═════ Dataset records

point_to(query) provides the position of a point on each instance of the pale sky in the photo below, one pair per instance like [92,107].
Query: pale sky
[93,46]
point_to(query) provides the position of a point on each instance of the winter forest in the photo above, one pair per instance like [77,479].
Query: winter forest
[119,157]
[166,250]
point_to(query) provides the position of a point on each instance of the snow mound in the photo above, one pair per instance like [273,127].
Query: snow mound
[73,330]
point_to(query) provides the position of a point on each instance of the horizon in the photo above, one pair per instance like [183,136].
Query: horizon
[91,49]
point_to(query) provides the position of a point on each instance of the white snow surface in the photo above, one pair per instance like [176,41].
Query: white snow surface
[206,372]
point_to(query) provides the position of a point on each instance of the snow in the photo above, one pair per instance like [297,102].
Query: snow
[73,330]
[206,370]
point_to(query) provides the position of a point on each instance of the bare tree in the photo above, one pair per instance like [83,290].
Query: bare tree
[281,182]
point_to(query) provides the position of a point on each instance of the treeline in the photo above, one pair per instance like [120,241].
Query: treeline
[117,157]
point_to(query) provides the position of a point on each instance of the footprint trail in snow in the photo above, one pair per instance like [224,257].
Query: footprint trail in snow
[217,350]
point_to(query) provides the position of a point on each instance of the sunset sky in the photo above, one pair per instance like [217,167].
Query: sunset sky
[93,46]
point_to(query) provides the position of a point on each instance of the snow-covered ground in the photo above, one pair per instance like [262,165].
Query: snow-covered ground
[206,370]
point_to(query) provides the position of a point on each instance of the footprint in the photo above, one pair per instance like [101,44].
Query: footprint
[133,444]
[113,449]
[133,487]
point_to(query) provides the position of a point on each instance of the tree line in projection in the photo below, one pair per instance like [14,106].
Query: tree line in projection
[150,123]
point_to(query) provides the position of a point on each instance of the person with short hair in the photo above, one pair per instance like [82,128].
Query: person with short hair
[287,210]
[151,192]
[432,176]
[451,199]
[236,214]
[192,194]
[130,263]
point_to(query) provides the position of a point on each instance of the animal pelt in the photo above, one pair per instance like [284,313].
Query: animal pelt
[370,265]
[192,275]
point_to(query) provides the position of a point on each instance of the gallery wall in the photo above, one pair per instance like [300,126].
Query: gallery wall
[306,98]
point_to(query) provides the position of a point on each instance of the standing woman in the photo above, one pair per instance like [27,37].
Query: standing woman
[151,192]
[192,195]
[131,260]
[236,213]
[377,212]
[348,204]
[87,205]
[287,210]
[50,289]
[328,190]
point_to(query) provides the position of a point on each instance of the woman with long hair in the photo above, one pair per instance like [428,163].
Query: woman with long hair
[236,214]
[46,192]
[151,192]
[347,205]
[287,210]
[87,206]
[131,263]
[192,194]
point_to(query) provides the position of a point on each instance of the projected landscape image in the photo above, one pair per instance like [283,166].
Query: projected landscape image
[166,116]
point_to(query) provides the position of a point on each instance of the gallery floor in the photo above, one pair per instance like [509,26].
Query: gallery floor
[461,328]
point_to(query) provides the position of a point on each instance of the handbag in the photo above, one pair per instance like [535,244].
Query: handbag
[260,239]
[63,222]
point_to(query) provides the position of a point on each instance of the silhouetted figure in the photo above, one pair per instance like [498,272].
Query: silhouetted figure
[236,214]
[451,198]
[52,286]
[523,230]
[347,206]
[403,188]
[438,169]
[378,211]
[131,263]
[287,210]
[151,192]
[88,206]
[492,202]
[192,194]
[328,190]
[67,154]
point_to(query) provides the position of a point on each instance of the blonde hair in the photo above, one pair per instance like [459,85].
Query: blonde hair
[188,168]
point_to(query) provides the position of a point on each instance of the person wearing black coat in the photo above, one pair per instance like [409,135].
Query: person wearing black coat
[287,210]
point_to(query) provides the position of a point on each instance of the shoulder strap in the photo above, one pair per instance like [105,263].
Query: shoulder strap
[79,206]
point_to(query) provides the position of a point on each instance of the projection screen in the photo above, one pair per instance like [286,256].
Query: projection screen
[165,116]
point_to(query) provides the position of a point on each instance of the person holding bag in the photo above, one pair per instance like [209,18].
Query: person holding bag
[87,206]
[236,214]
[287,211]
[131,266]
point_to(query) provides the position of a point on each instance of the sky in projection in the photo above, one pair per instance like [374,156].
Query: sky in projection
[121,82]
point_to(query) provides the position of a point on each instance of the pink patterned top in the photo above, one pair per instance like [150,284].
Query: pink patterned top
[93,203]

══════════

• [Task description] The expected answer is a copy of each line above containing "below".

• [Your solution]
point_to(query) provides the position of a point on each instance of the pale sky in the photo below, one pair per instance like [92,107].
point_to(query) provides the position of a point on each instance of the tree line in projection in the photo below, one pair per instance like [14,106].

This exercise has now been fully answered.